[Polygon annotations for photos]

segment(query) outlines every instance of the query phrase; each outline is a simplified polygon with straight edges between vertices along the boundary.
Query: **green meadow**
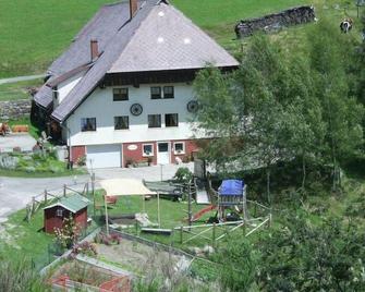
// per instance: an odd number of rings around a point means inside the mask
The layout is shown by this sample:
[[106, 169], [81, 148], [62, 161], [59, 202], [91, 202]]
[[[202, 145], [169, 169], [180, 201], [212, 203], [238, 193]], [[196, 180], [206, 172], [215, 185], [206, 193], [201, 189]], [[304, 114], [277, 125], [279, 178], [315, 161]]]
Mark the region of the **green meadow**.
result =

### THE REQUEST
Can you write out the lines above word for word, leaving the pictures out?

### SOLUTION TO THIS PROBLEM
segment(query) outlines every instance of the query phrase; each outline is a simplified polygon with straight edges between vertices along the boundary.
Query: **green meadow**
// per instance: an odd number of rings around a point means inside the mask
The layout is shown by this sample:
[[106, 169], [81, 148], [62, 161], [59, 202], [91, 202]]
[[[202, 145], [169, 169], [180, 201], [212, 203], [238, 193]], [[196, 180], [206, 172], [215, 185], [206, 193], [201, 189]], [[304, 114], [277, 125], [279, 178], [315, 161]]]
Mark the region of the **green meadow**.
result =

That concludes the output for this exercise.